Records contained in a dataset
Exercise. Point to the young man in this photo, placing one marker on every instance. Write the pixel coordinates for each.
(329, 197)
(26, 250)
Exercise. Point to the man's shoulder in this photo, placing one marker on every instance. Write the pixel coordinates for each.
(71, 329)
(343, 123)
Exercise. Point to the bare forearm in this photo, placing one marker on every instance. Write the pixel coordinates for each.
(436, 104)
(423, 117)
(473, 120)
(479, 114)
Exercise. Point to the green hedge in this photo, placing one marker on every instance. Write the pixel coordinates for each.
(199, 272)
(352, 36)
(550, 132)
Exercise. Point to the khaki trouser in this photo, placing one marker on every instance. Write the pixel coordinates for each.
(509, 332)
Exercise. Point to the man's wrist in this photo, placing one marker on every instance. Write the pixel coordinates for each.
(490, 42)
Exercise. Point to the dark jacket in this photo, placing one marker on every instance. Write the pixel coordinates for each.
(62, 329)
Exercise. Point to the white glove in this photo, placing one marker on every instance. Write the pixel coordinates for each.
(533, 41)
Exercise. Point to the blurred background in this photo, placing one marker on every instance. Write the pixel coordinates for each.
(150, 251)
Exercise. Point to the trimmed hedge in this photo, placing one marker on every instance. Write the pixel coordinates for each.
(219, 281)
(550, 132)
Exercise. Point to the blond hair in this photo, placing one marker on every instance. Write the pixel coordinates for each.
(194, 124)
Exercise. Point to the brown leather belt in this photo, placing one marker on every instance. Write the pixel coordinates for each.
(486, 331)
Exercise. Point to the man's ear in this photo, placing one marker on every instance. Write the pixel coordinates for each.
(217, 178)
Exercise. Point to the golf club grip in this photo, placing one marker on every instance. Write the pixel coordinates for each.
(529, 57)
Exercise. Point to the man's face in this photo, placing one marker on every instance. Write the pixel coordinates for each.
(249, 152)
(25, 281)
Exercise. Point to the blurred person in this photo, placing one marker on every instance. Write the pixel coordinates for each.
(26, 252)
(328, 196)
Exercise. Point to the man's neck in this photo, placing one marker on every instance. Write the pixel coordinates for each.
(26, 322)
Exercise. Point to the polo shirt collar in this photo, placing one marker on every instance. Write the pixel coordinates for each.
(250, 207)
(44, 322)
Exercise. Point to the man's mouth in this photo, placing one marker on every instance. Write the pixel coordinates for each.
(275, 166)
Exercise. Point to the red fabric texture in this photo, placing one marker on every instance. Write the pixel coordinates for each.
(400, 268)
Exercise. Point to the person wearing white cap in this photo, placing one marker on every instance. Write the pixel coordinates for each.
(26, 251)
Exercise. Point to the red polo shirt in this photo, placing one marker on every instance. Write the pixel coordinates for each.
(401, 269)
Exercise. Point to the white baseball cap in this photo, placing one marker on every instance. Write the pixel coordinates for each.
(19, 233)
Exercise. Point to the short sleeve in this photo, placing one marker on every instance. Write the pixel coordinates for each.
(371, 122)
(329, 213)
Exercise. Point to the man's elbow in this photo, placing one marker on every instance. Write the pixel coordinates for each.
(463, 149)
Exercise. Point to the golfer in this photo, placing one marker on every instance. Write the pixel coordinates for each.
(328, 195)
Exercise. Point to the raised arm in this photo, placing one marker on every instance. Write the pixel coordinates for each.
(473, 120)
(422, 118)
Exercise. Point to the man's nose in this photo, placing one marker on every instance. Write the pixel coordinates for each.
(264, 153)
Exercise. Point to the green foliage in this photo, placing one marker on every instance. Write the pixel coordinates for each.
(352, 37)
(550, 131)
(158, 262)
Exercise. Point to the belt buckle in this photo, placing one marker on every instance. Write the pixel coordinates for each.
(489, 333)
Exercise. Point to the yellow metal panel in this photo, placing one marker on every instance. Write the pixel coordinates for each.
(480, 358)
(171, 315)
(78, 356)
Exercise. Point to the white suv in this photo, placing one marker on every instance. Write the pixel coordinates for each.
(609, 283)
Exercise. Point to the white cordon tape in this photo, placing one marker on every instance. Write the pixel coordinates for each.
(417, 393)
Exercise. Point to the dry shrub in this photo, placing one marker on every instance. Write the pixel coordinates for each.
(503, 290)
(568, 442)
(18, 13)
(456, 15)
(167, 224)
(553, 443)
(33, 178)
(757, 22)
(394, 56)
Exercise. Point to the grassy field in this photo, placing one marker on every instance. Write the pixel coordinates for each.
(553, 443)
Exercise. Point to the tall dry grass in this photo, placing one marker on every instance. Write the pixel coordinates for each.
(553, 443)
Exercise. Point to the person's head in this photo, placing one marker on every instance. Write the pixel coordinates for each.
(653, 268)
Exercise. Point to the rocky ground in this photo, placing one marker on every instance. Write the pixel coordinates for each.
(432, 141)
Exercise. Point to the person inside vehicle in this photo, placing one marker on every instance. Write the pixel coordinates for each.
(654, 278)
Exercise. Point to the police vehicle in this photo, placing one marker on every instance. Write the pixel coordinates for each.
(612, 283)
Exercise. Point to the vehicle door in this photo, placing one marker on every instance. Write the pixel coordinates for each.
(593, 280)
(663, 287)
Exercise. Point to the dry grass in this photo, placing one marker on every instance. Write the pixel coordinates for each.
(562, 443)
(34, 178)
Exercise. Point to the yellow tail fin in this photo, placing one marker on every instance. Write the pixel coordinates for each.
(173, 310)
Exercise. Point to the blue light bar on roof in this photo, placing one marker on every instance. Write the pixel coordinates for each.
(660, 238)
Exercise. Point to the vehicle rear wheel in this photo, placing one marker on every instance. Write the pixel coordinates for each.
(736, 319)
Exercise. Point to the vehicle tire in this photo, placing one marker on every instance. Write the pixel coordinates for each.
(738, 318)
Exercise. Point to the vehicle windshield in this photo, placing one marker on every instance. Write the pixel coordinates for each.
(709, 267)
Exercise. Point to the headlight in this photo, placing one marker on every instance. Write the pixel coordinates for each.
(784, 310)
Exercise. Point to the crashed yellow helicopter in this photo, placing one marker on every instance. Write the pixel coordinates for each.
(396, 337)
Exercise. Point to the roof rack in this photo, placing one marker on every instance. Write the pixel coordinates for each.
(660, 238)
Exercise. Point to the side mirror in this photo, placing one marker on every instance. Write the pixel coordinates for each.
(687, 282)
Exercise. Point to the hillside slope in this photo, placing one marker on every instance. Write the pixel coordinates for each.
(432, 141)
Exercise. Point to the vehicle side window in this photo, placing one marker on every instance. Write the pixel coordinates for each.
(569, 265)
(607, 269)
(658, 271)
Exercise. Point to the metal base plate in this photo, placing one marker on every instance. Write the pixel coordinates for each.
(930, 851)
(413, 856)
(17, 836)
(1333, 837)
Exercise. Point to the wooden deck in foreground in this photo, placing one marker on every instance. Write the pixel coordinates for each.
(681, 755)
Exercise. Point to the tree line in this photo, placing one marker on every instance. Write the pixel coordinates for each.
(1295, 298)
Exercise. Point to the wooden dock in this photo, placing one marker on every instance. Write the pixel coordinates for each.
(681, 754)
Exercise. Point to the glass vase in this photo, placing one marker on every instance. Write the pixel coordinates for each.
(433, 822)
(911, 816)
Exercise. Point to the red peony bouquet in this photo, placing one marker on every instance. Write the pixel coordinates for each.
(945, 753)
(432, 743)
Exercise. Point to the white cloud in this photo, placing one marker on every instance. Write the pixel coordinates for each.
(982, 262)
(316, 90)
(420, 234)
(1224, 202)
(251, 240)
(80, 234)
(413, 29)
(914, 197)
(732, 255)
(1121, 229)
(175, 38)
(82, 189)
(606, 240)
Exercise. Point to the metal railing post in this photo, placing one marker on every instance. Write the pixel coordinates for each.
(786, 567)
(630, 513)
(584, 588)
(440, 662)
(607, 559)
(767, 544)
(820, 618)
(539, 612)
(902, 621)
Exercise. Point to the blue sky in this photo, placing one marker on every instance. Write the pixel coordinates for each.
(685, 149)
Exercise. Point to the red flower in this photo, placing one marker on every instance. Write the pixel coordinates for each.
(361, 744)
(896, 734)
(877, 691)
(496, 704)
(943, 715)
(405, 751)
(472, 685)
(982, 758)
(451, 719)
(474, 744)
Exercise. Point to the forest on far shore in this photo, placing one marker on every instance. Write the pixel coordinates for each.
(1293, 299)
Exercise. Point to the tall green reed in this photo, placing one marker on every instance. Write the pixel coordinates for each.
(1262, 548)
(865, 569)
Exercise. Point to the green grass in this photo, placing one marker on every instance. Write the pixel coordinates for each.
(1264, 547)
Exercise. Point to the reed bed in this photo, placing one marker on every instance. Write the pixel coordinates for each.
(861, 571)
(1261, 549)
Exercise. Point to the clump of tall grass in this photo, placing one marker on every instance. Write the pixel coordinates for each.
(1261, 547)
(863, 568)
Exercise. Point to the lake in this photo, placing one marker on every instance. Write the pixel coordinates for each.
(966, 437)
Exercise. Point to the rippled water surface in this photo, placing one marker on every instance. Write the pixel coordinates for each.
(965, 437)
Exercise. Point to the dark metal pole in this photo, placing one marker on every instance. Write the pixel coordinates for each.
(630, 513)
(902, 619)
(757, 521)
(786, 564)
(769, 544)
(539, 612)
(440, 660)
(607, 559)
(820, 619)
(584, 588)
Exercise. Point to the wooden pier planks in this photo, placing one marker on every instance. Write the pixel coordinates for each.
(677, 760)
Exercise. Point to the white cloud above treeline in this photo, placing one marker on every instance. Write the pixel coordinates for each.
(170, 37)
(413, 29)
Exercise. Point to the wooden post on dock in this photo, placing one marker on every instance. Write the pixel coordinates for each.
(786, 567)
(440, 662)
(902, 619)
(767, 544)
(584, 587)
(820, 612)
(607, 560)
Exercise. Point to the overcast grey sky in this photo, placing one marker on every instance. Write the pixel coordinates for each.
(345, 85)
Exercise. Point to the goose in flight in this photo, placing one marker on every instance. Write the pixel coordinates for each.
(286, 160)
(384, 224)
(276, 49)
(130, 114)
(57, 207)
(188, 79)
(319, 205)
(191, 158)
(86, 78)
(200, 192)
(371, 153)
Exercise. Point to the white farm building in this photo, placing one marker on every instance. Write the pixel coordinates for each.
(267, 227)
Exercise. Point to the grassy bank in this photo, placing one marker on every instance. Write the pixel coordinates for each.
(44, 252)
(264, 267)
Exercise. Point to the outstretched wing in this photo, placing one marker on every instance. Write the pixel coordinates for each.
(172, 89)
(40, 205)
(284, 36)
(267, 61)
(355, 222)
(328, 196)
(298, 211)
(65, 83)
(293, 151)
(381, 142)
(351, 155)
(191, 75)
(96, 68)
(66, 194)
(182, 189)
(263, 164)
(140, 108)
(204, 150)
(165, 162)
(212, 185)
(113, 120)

## Work to be completed
All lines from the one containing "Exercise. Point to the overcast" through the end of the data, and no others, are to be given again word for word.

## Response to the exercise
Exercise. Point to the overcast grey sky in this photo, placing one marker on every instance. Write the pixel coordinates for each.
(345, 85)
Exercise. Point to the goose in flight in this photo, placing one marker on every instance. Write the pixel coordinates for each.
(286, 160)
(384, 224)
(276, 49)
(130, 114)
(57, 207)
(188, 79)
(319, 205)
(191, 158)
(86, 78)
(200, 192)
(371, 153)
Exercise. Point to the white farm building in this photo, placing one marker on every instance. Write the pixel coordinates for each.
(267, 227)
Exercise. Point to the grassy bank in this photo, placing one marker on every instance. Write the pixel coordinates for each.
(44, 252)
(264, 267)
Exercise. Point to the outstretched wing in this photo, placing one marker on every instance. Write the pixel coordinates for each.
(172, 89)
(40, 205)
(284, 36)
(267, 61)
(355, 222)
(328, 196)
(298, 211)
(65, 83)
(293, 151)
(381, 142)
(351, 155)
(191, 75)
(96, 68)
(66, 194)
(182, 189)
(263, 164)
(140, 108)
(204, 150)
(165, 162)
(212, 185)
(113, 120)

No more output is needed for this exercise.